» **What to produce**
Find every line in the items that contains the word "sleeve" and copy each one out in full. Case counts.

» **Recorded data**

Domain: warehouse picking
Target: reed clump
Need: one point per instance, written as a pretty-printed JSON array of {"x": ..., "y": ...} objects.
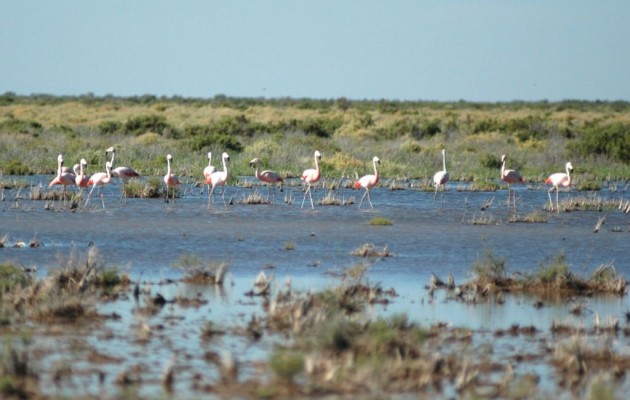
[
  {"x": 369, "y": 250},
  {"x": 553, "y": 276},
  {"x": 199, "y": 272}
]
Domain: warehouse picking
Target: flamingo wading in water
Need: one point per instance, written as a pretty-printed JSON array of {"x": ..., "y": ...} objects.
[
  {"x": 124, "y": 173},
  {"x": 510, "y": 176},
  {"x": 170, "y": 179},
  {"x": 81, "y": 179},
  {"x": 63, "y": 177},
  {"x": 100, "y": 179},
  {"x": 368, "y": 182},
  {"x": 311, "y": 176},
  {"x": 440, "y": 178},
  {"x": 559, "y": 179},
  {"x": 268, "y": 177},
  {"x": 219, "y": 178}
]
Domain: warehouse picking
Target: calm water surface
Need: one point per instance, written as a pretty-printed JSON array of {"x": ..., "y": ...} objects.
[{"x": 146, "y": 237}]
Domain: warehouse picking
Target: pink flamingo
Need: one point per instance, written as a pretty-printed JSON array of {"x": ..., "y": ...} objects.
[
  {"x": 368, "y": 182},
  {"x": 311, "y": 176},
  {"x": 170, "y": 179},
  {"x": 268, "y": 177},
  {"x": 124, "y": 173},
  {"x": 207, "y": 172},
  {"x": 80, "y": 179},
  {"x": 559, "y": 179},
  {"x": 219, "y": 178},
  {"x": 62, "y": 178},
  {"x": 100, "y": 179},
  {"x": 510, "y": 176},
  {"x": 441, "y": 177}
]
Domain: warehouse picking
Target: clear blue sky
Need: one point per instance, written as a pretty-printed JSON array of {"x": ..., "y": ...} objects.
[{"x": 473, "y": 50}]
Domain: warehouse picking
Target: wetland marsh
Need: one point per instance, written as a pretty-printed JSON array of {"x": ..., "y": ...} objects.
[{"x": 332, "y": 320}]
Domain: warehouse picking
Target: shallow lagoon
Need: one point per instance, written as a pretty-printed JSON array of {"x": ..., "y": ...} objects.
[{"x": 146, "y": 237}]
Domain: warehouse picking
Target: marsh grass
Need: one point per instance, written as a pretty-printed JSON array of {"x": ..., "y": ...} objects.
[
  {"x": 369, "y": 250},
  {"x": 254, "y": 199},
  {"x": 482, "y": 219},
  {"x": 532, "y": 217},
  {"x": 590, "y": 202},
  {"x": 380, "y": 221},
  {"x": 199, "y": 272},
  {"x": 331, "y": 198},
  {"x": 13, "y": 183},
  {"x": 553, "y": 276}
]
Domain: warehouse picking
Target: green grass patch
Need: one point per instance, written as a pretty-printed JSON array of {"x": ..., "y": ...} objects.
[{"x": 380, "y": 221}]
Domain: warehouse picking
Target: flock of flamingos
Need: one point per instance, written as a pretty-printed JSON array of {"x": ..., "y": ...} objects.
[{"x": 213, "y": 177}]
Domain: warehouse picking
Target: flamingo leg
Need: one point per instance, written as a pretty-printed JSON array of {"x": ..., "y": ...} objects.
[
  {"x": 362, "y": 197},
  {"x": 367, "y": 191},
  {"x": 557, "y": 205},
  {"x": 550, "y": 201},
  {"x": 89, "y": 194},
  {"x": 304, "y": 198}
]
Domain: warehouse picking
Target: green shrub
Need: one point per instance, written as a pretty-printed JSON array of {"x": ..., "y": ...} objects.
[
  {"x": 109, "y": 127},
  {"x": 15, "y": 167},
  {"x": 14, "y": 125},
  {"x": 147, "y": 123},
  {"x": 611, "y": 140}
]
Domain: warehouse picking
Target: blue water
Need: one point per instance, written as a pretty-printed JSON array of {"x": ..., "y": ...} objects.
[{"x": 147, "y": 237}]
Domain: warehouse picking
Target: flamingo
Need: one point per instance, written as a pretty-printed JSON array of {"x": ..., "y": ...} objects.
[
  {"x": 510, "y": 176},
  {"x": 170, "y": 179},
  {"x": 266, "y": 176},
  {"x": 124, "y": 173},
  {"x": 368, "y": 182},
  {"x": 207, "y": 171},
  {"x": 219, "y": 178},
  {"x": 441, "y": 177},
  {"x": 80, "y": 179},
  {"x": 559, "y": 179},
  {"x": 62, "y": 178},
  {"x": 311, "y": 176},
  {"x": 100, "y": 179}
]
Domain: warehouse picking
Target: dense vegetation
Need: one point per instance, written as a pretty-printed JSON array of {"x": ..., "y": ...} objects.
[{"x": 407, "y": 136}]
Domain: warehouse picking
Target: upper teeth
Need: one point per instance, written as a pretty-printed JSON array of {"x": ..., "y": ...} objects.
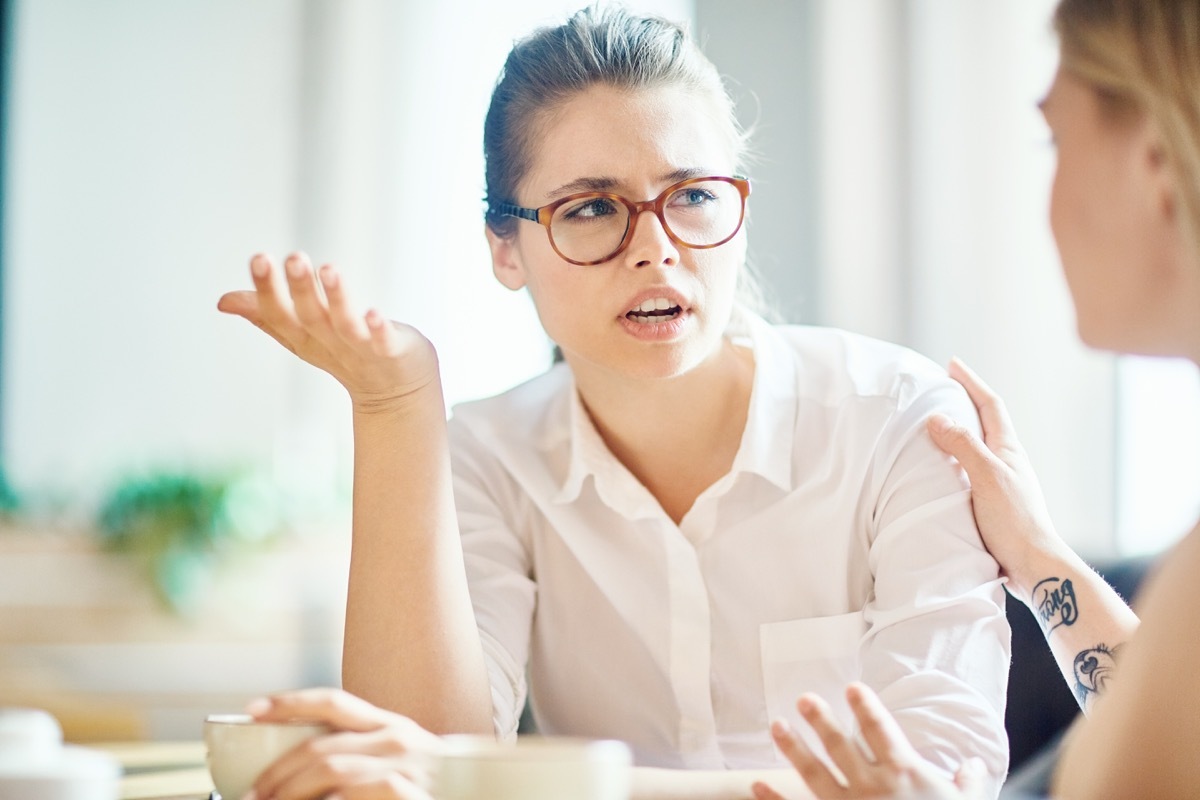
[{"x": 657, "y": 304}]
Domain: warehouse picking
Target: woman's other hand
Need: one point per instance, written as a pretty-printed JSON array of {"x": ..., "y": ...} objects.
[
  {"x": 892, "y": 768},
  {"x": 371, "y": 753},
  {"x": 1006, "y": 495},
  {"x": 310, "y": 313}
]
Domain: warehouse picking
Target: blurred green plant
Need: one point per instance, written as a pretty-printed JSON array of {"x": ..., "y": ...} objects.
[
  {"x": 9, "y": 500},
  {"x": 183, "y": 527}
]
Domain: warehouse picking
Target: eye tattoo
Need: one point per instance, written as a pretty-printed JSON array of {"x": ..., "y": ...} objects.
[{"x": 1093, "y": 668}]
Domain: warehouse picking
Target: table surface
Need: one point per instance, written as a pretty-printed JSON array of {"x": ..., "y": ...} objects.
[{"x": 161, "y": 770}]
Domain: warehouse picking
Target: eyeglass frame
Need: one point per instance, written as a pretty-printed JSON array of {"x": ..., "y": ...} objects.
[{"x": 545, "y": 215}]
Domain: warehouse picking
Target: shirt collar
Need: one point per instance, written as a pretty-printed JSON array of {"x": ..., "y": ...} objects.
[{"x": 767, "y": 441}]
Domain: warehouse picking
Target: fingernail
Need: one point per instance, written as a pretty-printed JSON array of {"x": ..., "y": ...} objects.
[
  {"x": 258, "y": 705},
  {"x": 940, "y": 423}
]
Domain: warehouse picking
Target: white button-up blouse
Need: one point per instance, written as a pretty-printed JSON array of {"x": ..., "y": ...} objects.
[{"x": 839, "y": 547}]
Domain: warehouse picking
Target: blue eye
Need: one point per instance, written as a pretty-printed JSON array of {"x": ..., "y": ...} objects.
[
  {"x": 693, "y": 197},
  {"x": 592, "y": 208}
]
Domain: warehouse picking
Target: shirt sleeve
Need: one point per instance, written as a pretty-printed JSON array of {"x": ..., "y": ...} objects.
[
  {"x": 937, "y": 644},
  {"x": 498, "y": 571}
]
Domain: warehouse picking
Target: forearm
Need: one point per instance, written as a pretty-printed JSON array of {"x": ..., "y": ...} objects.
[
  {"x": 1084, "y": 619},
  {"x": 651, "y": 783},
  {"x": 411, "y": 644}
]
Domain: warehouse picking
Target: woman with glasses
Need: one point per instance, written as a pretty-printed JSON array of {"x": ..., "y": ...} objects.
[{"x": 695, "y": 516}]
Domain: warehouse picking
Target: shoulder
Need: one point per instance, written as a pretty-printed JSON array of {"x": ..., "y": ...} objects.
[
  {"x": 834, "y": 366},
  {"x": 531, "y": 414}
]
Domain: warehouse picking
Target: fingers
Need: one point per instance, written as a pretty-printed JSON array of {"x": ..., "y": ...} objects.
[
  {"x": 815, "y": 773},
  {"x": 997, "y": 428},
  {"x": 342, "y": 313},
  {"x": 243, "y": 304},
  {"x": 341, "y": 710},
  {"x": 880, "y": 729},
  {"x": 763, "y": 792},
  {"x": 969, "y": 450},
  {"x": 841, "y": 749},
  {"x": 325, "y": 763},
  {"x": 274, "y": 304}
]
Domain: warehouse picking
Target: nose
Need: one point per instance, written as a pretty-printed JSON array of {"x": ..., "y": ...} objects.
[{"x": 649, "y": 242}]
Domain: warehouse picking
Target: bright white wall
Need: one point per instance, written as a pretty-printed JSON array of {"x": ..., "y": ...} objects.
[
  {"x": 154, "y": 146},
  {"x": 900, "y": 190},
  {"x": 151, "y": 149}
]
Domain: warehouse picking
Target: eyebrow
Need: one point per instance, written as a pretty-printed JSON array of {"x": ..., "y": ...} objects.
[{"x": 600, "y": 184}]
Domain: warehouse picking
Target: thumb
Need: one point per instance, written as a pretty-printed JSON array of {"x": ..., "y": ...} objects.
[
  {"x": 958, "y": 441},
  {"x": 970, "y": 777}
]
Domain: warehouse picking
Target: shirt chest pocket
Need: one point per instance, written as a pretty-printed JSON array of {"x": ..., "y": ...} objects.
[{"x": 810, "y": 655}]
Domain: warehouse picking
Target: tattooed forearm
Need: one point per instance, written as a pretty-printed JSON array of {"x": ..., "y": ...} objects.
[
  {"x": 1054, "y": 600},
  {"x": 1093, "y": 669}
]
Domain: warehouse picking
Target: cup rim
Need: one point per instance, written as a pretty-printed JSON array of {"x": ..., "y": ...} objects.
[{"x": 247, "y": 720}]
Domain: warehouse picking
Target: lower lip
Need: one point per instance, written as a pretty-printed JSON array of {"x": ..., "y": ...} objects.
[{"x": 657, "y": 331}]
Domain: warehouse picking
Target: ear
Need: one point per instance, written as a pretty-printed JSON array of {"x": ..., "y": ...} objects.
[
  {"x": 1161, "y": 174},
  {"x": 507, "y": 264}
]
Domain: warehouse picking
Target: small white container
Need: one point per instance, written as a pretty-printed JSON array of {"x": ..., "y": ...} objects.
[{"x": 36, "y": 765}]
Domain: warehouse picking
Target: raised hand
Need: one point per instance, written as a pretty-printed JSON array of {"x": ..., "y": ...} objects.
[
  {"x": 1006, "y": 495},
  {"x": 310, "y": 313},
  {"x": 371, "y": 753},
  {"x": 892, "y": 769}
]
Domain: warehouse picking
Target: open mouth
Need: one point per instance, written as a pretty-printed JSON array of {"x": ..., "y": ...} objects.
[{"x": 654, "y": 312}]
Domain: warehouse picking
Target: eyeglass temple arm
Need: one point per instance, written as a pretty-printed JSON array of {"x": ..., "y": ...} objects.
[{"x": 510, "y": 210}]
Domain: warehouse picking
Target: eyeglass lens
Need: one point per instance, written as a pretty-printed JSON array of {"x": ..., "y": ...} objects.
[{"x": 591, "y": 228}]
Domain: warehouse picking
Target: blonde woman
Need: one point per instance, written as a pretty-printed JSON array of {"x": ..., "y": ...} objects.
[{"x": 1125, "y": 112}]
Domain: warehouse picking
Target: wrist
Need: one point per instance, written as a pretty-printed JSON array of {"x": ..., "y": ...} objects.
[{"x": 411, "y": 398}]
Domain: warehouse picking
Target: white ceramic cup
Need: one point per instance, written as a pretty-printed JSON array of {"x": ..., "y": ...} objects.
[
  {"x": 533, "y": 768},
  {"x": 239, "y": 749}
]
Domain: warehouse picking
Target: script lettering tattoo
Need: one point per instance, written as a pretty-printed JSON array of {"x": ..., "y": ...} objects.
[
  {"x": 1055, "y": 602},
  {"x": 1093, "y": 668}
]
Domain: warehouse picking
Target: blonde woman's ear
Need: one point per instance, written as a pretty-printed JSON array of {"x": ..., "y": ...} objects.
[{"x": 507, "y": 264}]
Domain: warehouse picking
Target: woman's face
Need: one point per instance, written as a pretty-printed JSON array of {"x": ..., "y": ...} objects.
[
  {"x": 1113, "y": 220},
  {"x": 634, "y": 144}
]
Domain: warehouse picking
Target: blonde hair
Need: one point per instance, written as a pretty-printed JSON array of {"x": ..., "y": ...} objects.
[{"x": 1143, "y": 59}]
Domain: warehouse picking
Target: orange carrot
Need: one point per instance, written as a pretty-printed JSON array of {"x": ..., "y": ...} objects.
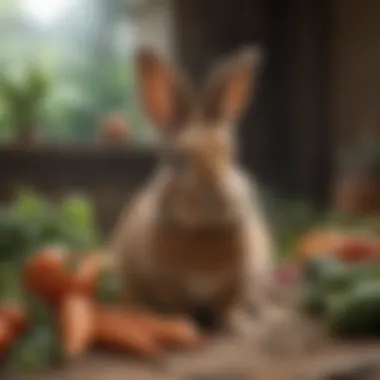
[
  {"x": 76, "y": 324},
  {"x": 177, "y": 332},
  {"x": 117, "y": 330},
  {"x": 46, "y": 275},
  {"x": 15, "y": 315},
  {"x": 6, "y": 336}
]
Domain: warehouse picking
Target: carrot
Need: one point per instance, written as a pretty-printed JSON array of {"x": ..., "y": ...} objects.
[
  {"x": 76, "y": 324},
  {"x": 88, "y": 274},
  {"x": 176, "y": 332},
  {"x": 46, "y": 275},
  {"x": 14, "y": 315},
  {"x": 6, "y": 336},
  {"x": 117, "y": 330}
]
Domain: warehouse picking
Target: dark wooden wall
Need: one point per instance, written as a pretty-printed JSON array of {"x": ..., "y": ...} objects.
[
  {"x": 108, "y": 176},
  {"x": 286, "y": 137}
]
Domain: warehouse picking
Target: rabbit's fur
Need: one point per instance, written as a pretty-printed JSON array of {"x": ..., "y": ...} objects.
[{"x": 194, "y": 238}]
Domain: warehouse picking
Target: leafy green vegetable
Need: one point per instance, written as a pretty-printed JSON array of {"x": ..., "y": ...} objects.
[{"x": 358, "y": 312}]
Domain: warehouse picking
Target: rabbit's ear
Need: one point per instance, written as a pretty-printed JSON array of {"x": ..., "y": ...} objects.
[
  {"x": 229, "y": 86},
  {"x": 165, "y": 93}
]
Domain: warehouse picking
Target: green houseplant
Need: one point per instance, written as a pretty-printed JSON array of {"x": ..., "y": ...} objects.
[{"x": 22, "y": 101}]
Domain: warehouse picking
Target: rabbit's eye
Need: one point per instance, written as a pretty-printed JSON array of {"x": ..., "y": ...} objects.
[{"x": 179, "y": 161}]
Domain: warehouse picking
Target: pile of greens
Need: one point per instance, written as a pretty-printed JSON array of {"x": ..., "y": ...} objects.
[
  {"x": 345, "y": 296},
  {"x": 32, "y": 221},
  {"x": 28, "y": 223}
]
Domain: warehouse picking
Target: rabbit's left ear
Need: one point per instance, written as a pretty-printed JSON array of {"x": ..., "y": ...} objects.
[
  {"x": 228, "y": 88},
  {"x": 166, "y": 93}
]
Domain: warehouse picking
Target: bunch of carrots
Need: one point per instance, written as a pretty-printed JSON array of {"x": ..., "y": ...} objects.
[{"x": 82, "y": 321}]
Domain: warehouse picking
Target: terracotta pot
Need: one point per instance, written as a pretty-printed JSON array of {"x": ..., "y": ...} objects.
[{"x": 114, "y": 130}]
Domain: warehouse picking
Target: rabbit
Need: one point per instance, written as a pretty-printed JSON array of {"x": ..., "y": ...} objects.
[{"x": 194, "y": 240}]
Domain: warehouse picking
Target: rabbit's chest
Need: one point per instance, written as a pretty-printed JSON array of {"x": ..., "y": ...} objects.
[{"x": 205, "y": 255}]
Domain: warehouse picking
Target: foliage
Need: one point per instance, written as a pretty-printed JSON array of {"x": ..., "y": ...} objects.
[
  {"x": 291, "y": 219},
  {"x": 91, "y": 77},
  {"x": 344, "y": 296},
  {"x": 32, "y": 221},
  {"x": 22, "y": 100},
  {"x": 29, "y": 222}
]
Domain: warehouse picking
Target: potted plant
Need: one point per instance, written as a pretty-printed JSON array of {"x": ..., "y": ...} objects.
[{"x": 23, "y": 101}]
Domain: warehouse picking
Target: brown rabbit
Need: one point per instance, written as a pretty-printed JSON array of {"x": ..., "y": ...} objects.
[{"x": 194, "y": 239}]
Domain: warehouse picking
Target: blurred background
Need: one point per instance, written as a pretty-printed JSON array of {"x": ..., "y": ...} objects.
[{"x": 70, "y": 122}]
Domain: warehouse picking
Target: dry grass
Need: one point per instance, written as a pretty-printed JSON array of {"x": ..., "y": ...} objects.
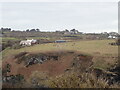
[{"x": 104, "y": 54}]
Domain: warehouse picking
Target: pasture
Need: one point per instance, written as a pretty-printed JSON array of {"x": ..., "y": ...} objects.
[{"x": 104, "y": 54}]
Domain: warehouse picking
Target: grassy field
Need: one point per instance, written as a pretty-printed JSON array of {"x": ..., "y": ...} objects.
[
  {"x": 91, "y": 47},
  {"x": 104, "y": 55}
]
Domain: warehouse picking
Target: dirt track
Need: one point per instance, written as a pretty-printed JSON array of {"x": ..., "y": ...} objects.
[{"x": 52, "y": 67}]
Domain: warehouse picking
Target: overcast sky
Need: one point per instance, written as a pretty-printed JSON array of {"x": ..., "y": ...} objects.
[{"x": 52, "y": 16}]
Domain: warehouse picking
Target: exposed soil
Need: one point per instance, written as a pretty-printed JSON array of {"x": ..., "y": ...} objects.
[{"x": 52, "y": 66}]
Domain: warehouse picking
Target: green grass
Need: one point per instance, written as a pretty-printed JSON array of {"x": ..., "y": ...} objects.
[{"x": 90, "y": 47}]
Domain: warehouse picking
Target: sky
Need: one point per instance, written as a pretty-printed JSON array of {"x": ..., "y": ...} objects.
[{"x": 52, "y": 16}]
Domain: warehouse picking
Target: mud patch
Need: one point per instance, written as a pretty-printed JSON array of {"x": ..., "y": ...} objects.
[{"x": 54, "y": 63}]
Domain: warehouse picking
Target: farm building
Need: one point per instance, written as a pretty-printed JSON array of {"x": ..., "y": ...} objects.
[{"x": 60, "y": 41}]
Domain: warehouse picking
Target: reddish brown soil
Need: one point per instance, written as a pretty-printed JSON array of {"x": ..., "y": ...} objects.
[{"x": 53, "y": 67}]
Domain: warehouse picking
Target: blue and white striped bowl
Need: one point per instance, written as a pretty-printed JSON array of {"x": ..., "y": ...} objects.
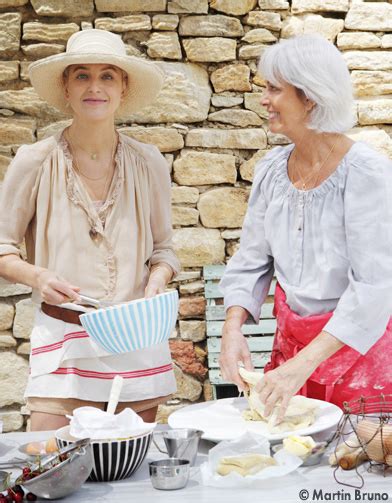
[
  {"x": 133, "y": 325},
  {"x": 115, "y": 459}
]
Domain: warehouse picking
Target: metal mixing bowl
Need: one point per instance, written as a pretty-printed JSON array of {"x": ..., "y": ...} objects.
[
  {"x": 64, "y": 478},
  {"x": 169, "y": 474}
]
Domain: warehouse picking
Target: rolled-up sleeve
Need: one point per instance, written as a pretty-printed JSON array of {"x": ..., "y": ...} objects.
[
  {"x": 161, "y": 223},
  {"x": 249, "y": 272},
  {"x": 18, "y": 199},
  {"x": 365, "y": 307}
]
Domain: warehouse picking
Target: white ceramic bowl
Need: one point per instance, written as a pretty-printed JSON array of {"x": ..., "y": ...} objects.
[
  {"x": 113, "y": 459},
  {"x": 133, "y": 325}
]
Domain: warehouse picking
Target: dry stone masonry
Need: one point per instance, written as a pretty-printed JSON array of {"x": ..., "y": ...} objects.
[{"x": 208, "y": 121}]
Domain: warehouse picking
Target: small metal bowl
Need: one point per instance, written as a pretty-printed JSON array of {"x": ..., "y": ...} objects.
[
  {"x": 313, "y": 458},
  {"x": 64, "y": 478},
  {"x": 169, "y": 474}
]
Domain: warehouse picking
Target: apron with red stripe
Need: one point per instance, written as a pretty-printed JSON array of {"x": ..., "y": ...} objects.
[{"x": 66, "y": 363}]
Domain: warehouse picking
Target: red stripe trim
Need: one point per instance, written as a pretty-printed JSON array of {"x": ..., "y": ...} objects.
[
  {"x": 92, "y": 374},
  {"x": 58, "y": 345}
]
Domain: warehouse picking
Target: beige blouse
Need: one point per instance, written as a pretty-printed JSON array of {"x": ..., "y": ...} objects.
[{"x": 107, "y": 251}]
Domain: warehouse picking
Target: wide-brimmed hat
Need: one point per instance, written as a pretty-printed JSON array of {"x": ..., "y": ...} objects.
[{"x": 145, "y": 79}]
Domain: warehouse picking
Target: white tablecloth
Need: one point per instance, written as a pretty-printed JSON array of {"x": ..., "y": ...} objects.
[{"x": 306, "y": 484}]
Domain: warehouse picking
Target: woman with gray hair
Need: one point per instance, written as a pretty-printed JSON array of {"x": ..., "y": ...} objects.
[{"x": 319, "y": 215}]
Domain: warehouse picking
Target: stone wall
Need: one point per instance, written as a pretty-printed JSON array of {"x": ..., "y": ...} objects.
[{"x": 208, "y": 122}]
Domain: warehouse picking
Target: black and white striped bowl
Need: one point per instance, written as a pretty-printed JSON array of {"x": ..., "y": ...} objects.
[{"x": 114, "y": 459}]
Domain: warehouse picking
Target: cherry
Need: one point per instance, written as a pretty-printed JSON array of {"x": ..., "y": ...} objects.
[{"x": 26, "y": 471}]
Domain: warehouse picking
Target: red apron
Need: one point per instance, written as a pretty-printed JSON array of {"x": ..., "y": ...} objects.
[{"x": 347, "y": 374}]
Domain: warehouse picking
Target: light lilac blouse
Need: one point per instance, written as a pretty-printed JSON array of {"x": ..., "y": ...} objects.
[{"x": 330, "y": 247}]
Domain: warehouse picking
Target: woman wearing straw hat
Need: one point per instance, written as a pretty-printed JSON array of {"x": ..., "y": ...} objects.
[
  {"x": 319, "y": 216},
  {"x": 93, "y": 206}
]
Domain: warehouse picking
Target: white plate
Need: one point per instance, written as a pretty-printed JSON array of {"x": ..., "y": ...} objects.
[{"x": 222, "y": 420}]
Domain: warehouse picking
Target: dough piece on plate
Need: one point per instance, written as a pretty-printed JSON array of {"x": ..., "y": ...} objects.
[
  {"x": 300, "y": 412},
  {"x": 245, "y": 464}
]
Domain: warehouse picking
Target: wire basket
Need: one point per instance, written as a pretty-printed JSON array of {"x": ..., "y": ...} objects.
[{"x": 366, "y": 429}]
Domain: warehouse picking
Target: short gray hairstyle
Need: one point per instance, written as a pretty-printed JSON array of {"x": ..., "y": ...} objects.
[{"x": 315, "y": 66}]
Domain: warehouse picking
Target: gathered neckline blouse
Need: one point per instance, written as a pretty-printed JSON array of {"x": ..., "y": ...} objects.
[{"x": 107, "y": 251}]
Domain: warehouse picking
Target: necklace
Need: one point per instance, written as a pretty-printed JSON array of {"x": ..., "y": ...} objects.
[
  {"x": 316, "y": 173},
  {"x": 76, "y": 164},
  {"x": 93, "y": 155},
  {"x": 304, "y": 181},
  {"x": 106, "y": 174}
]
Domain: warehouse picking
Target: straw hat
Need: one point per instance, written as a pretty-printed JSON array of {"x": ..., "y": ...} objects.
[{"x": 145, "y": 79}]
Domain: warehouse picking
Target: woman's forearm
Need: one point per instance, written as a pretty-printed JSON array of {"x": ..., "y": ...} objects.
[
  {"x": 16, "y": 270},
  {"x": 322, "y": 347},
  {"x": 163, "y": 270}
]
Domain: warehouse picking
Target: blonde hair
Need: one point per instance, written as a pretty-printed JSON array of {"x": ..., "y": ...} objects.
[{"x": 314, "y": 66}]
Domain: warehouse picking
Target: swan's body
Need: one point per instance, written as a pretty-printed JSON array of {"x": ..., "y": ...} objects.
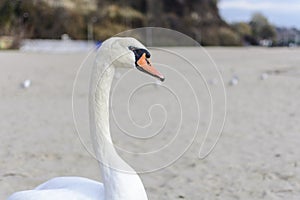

» **Final result**
Target: shirt sleeve
Target: rolled-up sleeve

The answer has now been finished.